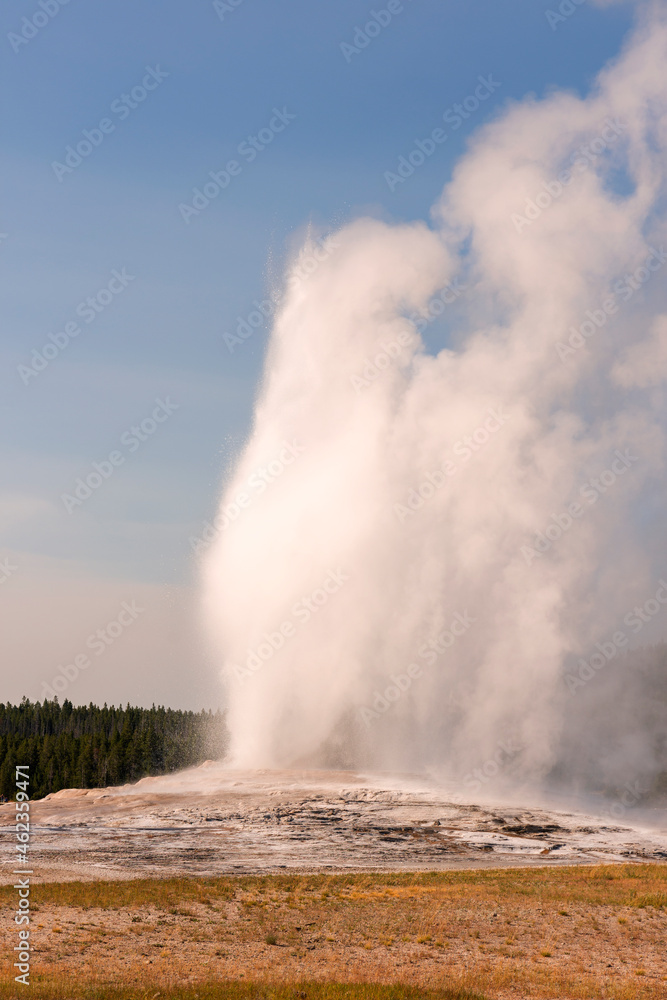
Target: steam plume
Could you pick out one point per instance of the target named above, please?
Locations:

---

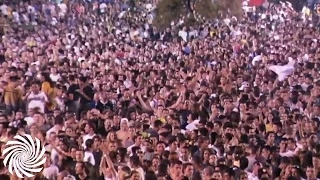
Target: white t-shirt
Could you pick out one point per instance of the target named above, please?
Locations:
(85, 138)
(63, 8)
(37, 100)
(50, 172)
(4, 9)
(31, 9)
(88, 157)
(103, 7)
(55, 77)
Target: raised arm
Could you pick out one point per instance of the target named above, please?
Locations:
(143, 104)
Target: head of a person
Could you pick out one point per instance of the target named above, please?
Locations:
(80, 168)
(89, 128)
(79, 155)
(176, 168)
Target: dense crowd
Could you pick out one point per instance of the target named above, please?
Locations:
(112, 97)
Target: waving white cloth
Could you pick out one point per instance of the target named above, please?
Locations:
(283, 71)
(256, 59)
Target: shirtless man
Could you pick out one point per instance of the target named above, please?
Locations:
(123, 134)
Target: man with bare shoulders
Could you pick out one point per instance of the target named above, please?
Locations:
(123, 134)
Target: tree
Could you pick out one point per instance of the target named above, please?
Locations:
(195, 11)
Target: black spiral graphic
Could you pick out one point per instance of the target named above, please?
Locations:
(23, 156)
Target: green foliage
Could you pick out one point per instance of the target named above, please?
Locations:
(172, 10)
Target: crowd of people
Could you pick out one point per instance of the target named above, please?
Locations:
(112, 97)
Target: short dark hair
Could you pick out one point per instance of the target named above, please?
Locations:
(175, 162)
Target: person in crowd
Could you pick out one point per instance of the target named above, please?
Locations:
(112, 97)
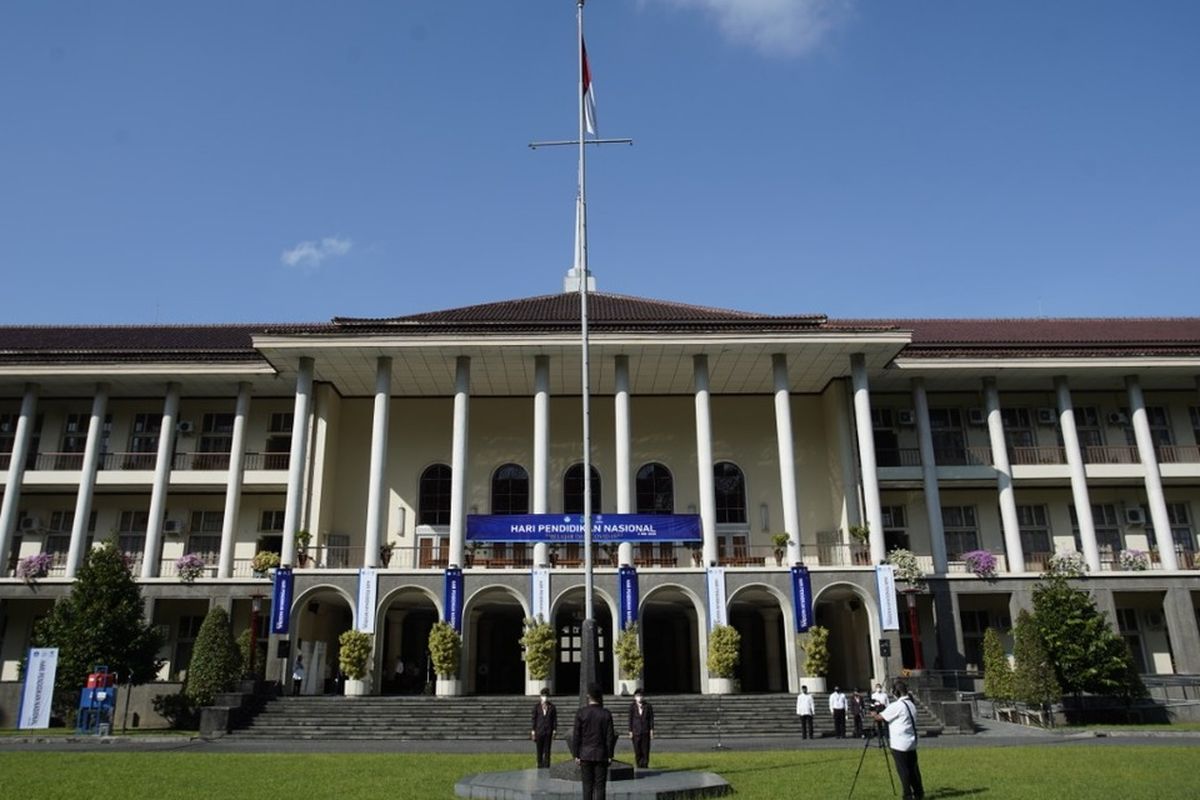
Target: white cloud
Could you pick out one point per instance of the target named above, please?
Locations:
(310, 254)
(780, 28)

...

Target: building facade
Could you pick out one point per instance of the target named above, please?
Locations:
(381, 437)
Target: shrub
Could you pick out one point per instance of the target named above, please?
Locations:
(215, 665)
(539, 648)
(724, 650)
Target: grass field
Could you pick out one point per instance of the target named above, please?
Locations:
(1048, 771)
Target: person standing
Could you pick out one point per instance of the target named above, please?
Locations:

__Set task__
How many lines in the records contain the string "white", matching case exactly? Reply with only the number.

__Task solution__
3